▸ STUDY QUESTIONS:
**A.** Do the following statements agree with the electronic publishing notes? Answer yes or no for each, and quote the words of the notes that decide it.
(i) The notes are dated 12 August 2008.
(ii) The slides and the notes are provided as separate documents.
(iii) The ACS has been publishing for fifty years.
**B.** Answer these questions from the electronic publishing notes:
(i) What course codes are given for the university course?
(ii) What is listed as the ACS's principal object?
(iii) According to the petition, to whom should the permanent, archival record of scientific research and ideas belong?
**C.** Output the stretch of the electronic publishing notes from "This item on" through "in information technology.", with no changes.

Metadata and Electronic Document Management for Electronic Commerce

Electronic Publishing

Tom Worthington

Version of 12 August 2008

This item on "Electronic Publishing" is one of a segment on"Metadata and Electronic Document Management for Electronic Commerce" first presented for the Australian National University course "Information Technology in Electronic Commerce" (COMP3410/COMP6341).

This document is intended to provide both for live group presentation and accompanying lecture notes for individual use. The Slides and these notes are provided in the one HTML document, using HTML Slidy.

Electronic Publishing

The Australian Computer Society (ACS) has been publishing for thirty years in support of its mission and objects.

  • Mission
    • To advance professional excellence in information technology.
  • Principal Object
    • To promote the development of Australian information and communications technology resources.
  • Secondary Objects
    • To advance professional excellence in information and communications technology.
    • To further the study, science and application of information and communications technology. ...

"The ACS", Australian Computer Society, 2003, URL:

How and why might the ACS do scholarly publishing online?

Petition from Public Library of Science

We believe that the permanent, archival record of scientific research and ideas should neither be owned nor controlled by publishers, but should belong to the public, and should be made freely available.

We support the establishment of international online public libraries of science that contain the complete text of all published scientific articles in searchable and interlinked formats.

▸ ENTRIES SUPPLIED:
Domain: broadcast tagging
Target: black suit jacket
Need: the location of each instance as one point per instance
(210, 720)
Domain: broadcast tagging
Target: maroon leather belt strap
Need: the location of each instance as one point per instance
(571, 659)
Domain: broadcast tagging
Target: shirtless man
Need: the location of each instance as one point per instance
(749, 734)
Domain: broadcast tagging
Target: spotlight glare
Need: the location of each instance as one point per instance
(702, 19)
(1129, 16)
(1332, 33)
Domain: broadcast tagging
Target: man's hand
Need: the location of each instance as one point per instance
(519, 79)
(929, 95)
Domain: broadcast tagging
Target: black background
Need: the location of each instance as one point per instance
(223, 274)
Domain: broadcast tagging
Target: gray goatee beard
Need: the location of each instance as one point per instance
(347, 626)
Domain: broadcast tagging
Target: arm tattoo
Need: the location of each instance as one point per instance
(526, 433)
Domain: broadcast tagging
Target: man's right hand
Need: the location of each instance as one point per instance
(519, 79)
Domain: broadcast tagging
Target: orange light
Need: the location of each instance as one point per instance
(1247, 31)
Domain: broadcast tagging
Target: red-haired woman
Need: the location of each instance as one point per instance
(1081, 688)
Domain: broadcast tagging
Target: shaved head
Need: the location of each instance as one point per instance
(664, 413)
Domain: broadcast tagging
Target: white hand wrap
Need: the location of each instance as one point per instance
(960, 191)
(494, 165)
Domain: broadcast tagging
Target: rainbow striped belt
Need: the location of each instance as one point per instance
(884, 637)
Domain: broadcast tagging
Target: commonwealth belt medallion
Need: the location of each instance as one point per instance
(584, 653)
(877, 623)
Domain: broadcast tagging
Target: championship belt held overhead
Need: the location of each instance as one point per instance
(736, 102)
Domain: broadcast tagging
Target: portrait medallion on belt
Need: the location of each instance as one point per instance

▸ SOLUTIONS PER TASK:
**A.**
(i) Yes: "Version of 12 August 2008"
(ii) No: "The Slides and these notes are provided in the one HTML document, using HTML Slidy."
(iii) No: "The Australian Computer Society (ACS) has been publishing for thirty years in support of its mission and objects."

**B.**
(i) COMP3410/COMP6341
(ii) To promote the development of Australian information and communications technology resources.
(iii) The public

**C.**
This item on "Electronic Publishing" is one of a segment on"Metadata and Electronic Document Management for Electronic Commerce" first presented for the Australian National University course "Information Technology in Electronic Commerce" (COMP3410/COMP6341).

This document is intended to provide both for live group presentation and accompanying lecture notes for individual use. The Slides and these notes are provided in the one HTML document, using HTML Slidy.

Electronic Publishing

The Australian Computer Society (ACS) has been publishing for thirty years in support of its mission and objects.

  • Mission
    • To advance professional excellence in information technology.